(Dataset excerpts)
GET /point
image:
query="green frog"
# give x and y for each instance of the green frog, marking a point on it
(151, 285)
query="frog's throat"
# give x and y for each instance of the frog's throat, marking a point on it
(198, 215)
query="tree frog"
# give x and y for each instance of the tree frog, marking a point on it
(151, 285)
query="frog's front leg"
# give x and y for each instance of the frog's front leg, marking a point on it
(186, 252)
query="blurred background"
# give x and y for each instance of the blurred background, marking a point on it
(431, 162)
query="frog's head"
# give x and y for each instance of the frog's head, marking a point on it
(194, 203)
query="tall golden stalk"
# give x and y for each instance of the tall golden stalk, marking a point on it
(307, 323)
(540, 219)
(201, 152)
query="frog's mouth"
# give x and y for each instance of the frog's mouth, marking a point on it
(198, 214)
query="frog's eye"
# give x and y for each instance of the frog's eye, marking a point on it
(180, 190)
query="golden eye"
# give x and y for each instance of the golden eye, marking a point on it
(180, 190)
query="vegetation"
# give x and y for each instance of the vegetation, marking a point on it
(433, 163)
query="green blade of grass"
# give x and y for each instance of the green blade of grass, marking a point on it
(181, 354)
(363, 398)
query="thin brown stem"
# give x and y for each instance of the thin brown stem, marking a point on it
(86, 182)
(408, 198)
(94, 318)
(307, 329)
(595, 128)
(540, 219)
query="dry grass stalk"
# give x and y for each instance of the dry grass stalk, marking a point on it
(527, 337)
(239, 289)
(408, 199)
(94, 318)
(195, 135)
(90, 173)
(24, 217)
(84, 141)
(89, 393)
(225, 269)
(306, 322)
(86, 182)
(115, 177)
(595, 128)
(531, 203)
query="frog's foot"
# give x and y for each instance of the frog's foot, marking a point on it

_Problem details_.
Can you restate every record above word for word?

_Written answer_.
GET /point
image:
query="green frog"
# give x and y for each instance of the green frog, marking a point on it
(151, 285)
query="frog's throat"
# give x and y for each instance of the frog's throat, marking a point on it
(198, 215)
query="tree frog"
# give x and y for each instance of the tree frog, marking a point on it
(151, 285)
query="frog's front leg"
# give x and y for each instance of the frog's front leg, marking a point on it
(186, 252)
query="blurred background"
# give x and y for each instance of the blurred background, marking a point on it
(431, 162)
query="frog's head"
# give x and y for each instance of the frog's head, marking a point on it
(194, 203)
query="tall golden stalk"
# give x and y for each instance of the tall golden stalk, marking a point on it
(307, 323)
(540, 219)
(201, 152)
query="frog's mouth"
# give x and y for each instance of the frog's mouth, marking a point on it
(198, 214)
query="frog's eye"
# give x and y for each instance of the frog's eye, marking a point on it
(180, 190)
query="golden eye"
# give x and y for each instance of the golden eye, marking a point on it
(180, 190)
query="vegetation"
# give x and y for each instance of the vegetation, marking a point on it
(433, 163)
query="green blade of grass"
# give x and y for each instance of the green blade of grass, marking a point on it
(181, 354)
(363, 398)
query="thin brown stem"
# give x and y for each instance of the thin brown stem, marking a point on it
(86, 182)
(408, 198)
(94, 318)
(307, 329)
(595, 128)
(540, 219)
query="dry grass stalk"
# give x and y for each instance of the dry grass stalk, marking a point on it
(527, 337)
(239, 289)
(408, 199)
(94, 318)
(195, 135)
(90, 173)
(24, 217)
(84, 141)
(89, 393)
(225, 269)
(306, 322)
(86, 182)
(115, 177)
(595, 128)
(531, 203)
query="frog's foot"
# give x and y for each instance of the frog's foot, marking a point on it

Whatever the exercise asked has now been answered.